Which lines below contain the word "cloud"? Copy each one.

(Provided records)

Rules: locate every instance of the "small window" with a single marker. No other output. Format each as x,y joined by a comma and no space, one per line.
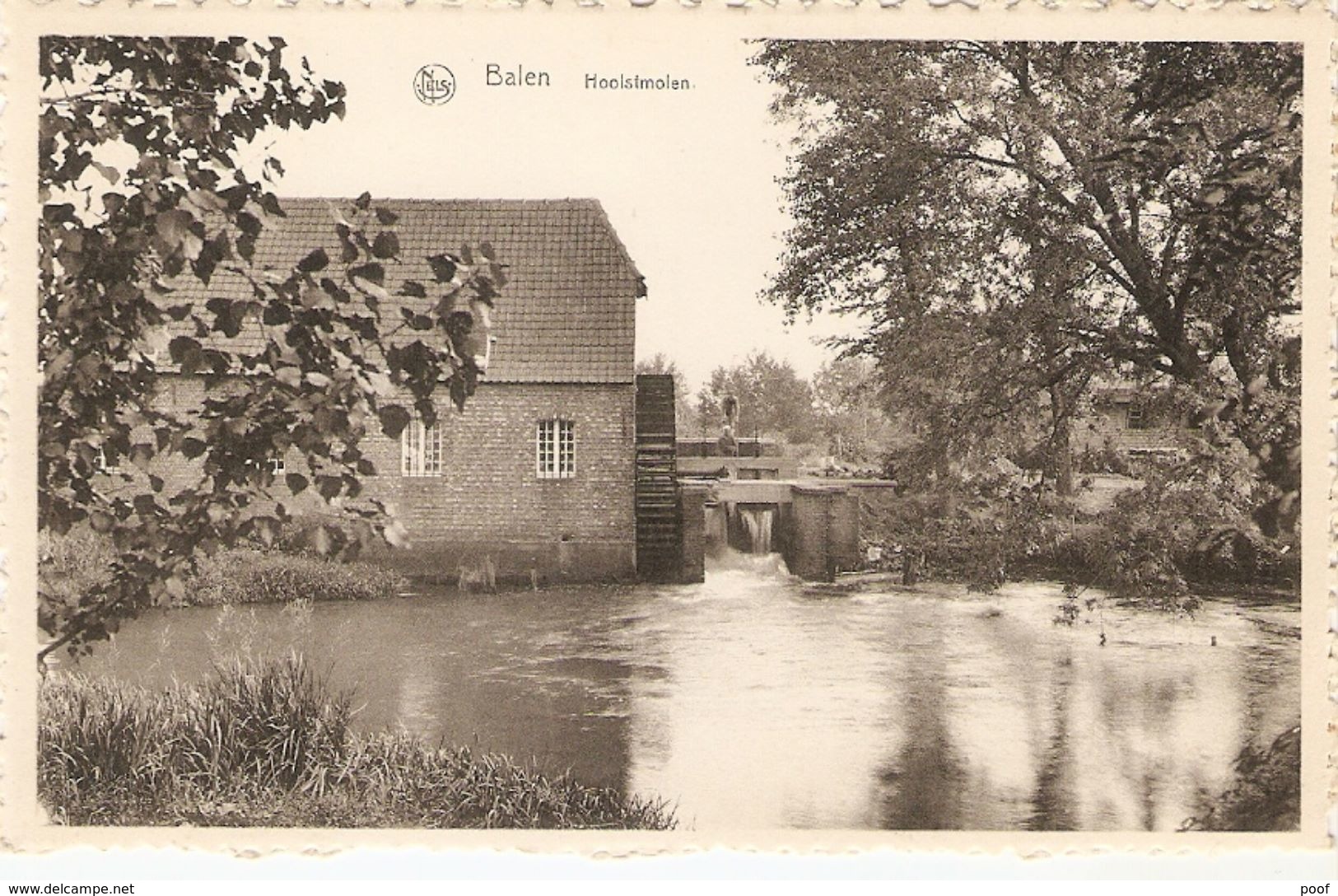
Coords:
421,450
556,450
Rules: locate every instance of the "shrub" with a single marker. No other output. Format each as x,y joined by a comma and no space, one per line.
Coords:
256,576
269,744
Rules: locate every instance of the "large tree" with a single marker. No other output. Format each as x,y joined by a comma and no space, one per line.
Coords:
1162,180
152,186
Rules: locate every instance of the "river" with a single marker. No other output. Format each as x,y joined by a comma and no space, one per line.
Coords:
758,701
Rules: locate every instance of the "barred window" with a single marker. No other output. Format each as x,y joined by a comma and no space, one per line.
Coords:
556,450
421,450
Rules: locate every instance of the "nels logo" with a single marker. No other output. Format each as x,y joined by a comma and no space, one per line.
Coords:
434,85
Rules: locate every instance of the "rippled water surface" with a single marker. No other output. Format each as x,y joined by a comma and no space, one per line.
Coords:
758,701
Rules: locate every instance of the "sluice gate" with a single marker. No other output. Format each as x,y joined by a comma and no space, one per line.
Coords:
813,525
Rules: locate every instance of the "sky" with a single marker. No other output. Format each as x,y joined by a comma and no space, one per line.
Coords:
688,178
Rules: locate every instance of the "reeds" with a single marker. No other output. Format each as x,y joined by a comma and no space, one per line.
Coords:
256,576
269,744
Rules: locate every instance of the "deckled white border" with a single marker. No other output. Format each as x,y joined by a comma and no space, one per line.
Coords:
927,844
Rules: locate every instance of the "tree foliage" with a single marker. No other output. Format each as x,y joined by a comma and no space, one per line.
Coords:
147,195
774,401
849,401
1013,217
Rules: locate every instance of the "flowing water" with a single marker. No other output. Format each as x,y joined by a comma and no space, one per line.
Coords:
758,701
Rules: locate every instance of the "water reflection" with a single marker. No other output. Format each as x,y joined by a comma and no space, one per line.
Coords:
755,701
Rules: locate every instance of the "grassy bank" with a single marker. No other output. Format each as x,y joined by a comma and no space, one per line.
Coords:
271,745
81,562
1128,540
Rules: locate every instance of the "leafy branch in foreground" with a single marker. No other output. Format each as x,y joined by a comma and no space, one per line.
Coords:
150,203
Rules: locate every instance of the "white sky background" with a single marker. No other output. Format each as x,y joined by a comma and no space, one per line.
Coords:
688,178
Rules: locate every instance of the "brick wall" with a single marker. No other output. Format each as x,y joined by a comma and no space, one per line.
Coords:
488,499
488,505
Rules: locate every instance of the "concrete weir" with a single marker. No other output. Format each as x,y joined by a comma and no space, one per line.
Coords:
813,525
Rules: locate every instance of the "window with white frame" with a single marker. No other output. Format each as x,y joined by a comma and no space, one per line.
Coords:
556,450
421,450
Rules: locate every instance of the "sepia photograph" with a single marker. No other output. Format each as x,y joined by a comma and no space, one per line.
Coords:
792,432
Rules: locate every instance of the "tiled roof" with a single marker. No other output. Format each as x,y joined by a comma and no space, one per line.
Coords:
566,313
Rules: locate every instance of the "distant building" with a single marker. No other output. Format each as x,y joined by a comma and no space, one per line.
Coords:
1126,419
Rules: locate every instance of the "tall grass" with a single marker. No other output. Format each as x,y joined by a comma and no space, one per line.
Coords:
269,744
81,561
256,576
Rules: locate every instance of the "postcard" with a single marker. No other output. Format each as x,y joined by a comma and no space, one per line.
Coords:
625,430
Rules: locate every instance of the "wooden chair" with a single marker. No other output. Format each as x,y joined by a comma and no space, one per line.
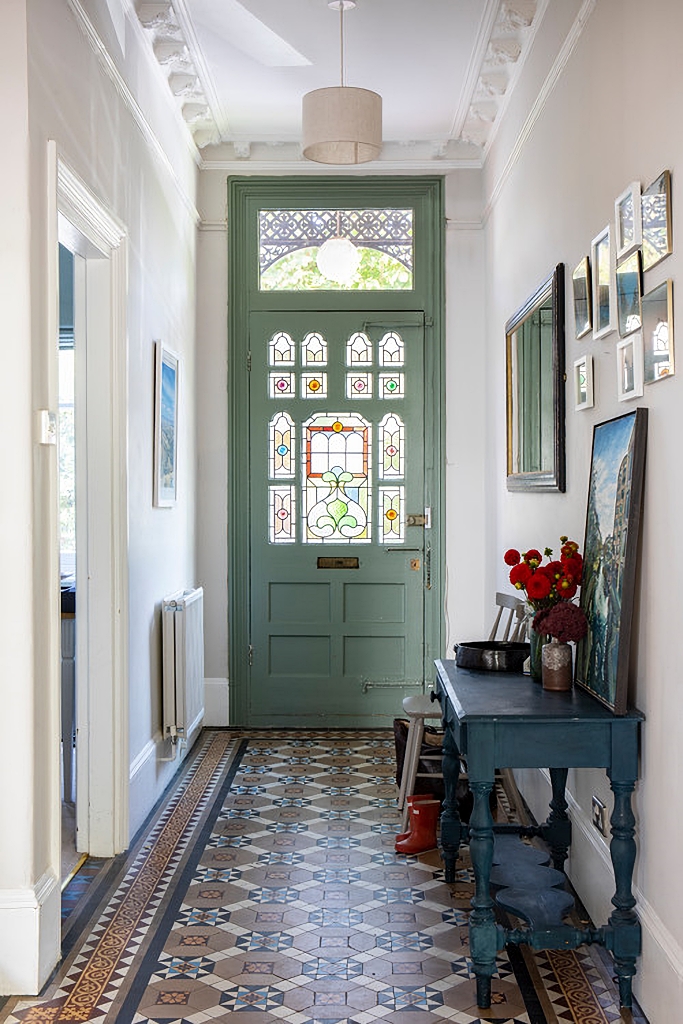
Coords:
420,708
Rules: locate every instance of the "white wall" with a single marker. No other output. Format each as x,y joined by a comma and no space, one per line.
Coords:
610,118
133,154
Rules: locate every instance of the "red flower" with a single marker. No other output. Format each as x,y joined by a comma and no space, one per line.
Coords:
520,574
538,587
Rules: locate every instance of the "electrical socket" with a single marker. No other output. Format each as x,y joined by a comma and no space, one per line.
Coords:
599,816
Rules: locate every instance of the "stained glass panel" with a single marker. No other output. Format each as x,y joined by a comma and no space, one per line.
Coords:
358,350
391,386
313,350
358,385
281,350
391,441
336,478
282,384
391,349
281,456
282,505
313,385
392,518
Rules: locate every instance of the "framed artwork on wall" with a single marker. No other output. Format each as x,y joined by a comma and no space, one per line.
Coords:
655,213
612,524
603,298
630,368
628,221
658,333
166,426
583,383
583,311
629,292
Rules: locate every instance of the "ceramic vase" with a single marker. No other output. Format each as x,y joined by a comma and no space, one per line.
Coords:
556,662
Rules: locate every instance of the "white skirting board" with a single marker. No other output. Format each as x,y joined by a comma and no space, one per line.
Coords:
216,705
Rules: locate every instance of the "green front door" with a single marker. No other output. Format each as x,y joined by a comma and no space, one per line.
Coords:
337,516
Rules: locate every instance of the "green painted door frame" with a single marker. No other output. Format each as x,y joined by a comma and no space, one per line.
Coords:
246,197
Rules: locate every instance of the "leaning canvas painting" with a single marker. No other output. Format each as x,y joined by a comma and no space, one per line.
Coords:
612,522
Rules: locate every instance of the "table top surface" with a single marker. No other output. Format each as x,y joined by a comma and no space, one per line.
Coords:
511,695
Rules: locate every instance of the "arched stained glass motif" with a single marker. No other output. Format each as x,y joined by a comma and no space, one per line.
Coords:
358,385
391,442
336,470
358,350
281,456
392,517
281,350
282,508
391,349
313,350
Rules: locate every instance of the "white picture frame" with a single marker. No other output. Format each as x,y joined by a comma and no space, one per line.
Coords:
630,367
583,383
602,272
166,426
628,221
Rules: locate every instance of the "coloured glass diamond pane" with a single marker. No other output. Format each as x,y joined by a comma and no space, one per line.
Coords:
282,502
282,385
358,350
391,349
313,350
281,350
358,385
392,519
313,385
391,386
391,441
281,432
336,471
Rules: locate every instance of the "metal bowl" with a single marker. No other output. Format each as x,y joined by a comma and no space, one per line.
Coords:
492,655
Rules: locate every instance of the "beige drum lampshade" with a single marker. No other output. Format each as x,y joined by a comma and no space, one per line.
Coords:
342,125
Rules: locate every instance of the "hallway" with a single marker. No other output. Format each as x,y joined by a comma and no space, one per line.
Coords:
266,883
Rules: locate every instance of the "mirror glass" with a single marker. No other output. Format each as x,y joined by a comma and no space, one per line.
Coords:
535,344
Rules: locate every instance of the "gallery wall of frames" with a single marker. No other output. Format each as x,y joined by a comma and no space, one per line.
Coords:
610,293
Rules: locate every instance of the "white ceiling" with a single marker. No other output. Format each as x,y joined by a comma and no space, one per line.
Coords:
239,69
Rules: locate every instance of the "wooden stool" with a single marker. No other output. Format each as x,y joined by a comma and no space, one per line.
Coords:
418,708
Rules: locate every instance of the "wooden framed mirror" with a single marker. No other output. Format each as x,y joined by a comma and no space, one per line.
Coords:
535,359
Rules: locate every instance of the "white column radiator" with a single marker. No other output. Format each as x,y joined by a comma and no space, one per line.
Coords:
182,668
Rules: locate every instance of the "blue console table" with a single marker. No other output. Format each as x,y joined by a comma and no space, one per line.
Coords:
506,720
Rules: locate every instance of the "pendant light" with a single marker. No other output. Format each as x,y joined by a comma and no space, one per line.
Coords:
342,125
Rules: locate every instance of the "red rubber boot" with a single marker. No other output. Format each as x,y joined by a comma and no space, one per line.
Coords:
424,817
415,798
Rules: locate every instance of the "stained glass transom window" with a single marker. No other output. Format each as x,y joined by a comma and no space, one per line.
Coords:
281,350
391,349
313,350
391,441
282,432
290,240
336,467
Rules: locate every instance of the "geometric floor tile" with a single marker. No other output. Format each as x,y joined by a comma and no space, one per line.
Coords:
267,886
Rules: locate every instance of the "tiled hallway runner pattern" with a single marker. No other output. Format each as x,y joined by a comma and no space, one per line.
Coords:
268,886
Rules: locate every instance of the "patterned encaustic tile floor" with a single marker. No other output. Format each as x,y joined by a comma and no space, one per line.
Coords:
266,885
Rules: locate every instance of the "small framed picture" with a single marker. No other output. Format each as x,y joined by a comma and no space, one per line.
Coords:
583,383
603,289
658,333
630,368
628,220
166,426
583,312
655,212
629,292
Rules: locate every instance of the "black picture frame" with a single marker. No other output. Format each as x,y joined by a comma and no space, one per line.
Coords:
612,525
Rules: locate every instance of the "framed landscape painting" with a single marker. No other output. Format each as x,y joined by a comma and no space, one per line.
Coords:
612,525
166,426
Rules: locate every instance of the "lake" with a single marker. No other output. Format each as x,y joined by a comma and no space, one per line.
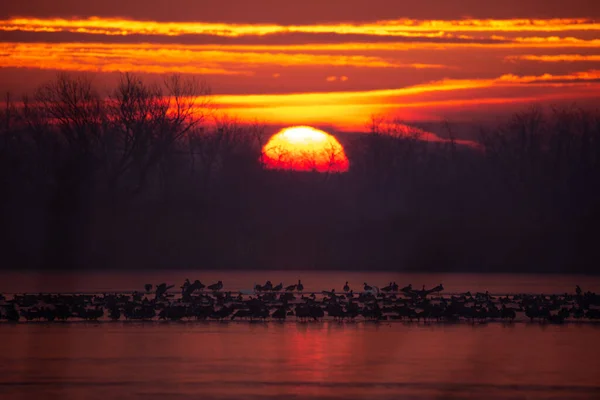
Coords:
241,360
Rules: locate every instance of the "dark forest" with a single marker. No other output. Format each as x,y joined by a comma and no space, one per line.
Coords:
148,177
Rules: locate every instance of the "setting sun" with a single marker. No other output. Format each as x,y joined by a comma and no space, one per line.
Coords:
303,148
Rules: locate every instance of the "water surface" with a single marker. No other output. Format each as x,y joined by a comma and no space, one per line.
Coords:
299,360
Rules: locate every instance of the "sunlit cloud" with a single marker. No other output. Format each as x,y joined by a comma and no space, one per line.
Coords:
350,109
401,27
555,58
164,59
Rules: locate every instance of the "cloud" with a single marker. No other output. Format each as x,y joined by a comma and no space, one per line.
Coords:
400,27
555,58
183,59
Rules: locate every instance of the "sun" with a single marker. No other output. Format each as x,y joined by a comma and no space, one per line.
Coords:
303,148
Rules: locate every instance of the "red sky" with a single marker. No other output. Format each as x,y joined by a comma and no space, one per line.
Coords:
321,62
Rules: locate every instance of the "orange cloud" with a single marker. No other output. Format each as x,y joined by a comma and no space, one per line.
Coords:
554,58
350,110
165,58
401,27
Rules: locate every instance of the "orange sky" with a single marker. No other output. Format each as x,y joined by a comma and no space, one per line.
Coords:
427,62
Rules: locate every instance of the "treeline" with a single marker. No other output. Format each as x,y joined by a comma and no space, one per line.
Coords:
149,176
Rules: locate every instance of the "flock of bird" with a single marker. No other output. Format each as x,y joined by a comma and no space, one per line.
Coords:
197,301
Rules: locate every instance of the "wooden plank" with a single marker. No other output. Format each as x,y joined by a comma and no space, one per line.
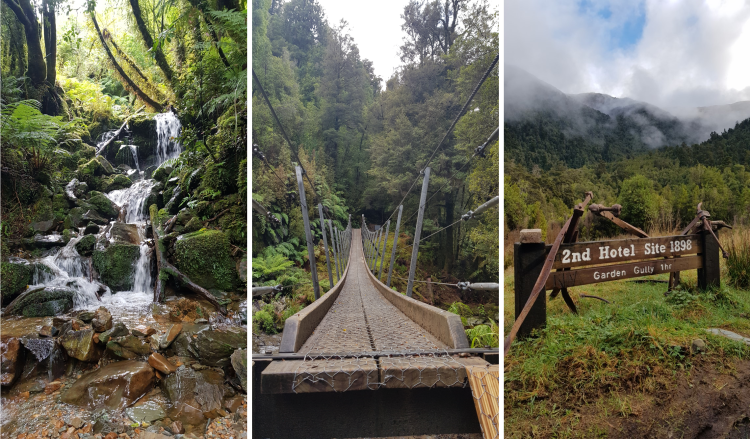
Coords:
415,372
335,375
585,276
485,389
607,252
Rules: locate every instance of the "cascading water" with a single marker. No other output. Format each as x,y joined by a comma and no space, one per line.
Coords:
167,130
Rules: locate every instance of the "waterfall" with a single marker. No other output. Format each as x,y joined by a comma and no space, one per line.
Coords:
167,130
133,200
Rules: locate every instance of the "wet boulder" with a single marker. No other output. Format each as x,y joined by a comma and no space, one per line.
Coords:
214,347
129,347
97,166
15,276
102,320
80,345
204,257
195,395
104,206
85,247
116,265
12,357
125,233
239,364
41,302
118,330
115,386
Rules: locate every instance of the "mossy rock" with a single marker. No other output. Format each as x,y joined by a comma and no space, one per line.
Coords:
15,278
161,174
97,166
115,265
104,206
42,302
204,256
85,247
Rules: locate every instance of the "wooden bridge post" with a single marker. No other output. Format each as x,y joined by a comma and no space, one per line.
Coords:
528,259
376,253
336,249
308,234
385,242
418,231
395,243
710,275
325,243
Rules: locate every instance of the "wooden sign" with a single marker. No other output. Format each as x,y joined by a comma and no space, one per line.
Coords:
606,273
607,252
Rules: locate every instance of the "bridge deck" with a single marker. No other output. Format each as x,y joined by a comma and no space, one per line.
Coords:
363,324
362,320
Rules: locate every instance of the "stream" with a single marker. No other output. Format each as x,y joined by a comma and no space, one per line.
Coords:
34,405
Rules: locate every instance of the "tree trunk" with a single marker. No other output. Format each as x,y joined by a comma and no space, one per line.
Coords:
448,250
159,57
128,82
37,68
50,40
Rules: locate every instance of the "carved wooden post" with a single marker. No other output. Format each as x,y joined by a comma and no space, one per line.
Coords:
528,259
710,275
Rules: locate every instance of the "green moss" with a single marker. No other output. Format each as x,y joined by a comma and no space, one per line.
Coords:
85,247
265,322
104,206
115,265
204,257
43,302
14,279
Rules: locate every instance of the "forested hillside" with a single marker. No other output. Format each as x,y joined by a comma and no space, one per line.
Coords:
657,188
363,139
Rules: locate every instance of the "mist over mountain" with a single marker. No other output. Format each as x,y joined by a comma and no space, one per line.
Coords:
545,126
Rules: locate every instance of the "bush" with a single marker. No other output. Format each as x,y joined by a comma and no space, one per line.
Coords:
265,322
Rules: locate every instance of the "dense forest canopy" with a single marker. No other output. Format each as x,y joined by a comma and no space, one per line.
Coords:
364,139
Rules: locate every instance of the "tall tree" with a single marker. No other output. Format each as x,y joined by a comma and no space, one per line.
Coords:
38,70
159,57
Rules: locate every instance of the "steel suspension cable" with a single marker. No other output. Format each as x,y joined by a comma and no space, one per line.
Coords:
453,125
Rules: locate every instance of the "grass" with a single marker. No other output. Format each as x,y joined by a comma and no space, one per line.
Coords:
581,373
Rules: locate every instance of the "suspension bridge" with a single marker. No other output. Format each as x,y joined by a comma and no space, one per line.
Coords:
364,359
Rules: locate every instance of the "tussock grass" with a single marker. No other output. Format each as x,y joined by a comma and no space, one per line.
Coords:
572,377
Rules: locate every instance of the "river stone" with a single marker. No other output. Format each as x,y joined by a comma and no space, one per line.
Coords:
85,247
12,358
125,233
115,386
43,226
239,364
104,206
129,347
204,257
118,330
143,331
41,302
160,363
170,335
194,394
149,412
116,265
102,320
80,345
14,278
215,346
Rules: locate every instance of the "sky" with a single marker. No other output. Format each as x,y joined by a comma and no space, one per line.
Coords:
676,54
376,29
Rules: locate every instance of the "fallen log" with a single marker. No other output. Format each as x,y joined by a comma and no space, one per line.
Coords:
117,134
164,268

(End Provided records)

> [Completed task]:
Rules: locate every instance of the "sunlit cloud" with a single marker. No other output. Format each as x,y joined by a comma and no space, one per line.
Rules: locate every instance of the "cloud" with a single marker. No other output. Format each as x,y joined by a comma and no space, one per line.
Rules: locate every instance of the "orange cloud" with a single marker. No other output. Format each as x,y joined by a comma and no space, one per line.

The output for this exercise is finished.